◆ EXCERPTED PASSAGE:
= = = = =

Id Software’s 2016 reboot of Doom was, by all accounts, a minor miracle. Long trapped in development hell as Doom 4 before Bethesda sent the team back to square one for a fresh take, and coming from a developer that hadn’t logged a critical hit in well over a decade, expectations were low. Of course, what we got was one of the best first person shooters of the entire generation, one of the best-looking games ever made, and a sequel that managed to pay homage to its roots while completely reinventing what twitch shooters could, and should, be.

Doom Eternal does not have the luxury of such lowered expectations. Having proven they’re still a developer to be reckoned with, id Software finds themselves trying to live up to expectations that might not even be realistic. After all, how do you take something that’s already bigger, faster, bolder and more over the top than most games ever released and still raise the bar? Is it even possible?

Yes. Yes it is.



So how exactly do you top an already over the top game? With MORE. Everything about Doom Eternal screams MORE.  More demons, weapons and explosive tools, giving you more ways to engage in gory, bloody, campy super violence offering you more ways to brutally dismember any demon dumb enough to cross your path. More punishing difficulty, as well, providing more frustrating lows and many more exhilarating moments of bloody catharsis. You name it, and this game simply has more of it, for better or worse (spoiler – it’s mostly for the better).

= = = = =

◆ INPUT DATA:
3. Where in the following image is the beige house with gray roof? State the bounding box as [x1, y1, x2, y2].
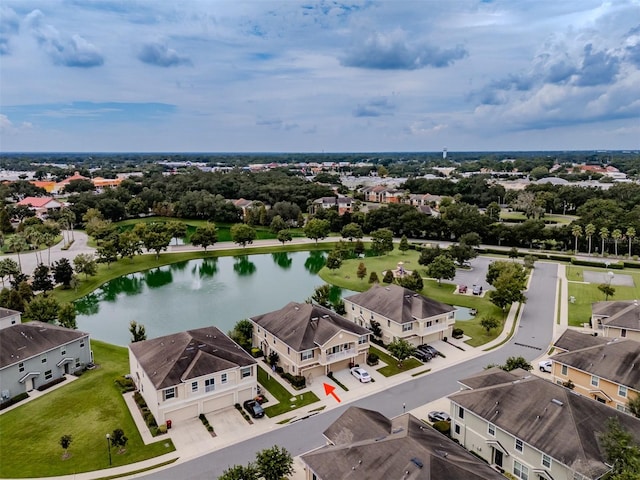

= = = = =

◆ EXERCISE OBJECTIVE:
Continue the Doom Eternal review, beginning with the sentence that follows its final paragraph.

◆ EXERCISE RESPONSE:
There’s more story, too. Doom 2016 was pretty light with story beats, focusing on the Union Aerospace Corporation’s experiments into Argent Energy on Mars. Believed to be collected on the red planet, the UAC was actually creating portals to Hell in order to collect this energy. Hell breaks loose, and the Doom Slayer solves the problem with ultra violence. Doom Eternal picks up shortly after these events, with Hell now invading Earth itself. I came into this game expecting yet another simple, straightforward premise that did little more than establish a reason for nonstop carnage. What I got was a surprisingly deep narrative that was as ambitious and entertaining as it was utterly absurd.

The most surprising change in Doom Eternal, though, is how much they’ve ramped up the difficulty, given how challenging the previous game already was. Whereas Doom 2016 gave you some time and space to get your bearings before really throwing things at you, Doom Eternal is content to start kicking your ass from the moment you pick up a gun, and it never really lets up until the credits roll. I’m not sure I’ve ever wanted to pull my hair out while still in the tutorial phase of a game before, but I came close here. Doom Eternal drops a surprising variety of powerful enemies on you right away, with their own strengths, weaknesses and strategies, and asks you to reconcile all that on the fly, with a few sparse hints along the way, and not a lot of health with which to weather your inevitable mistakes.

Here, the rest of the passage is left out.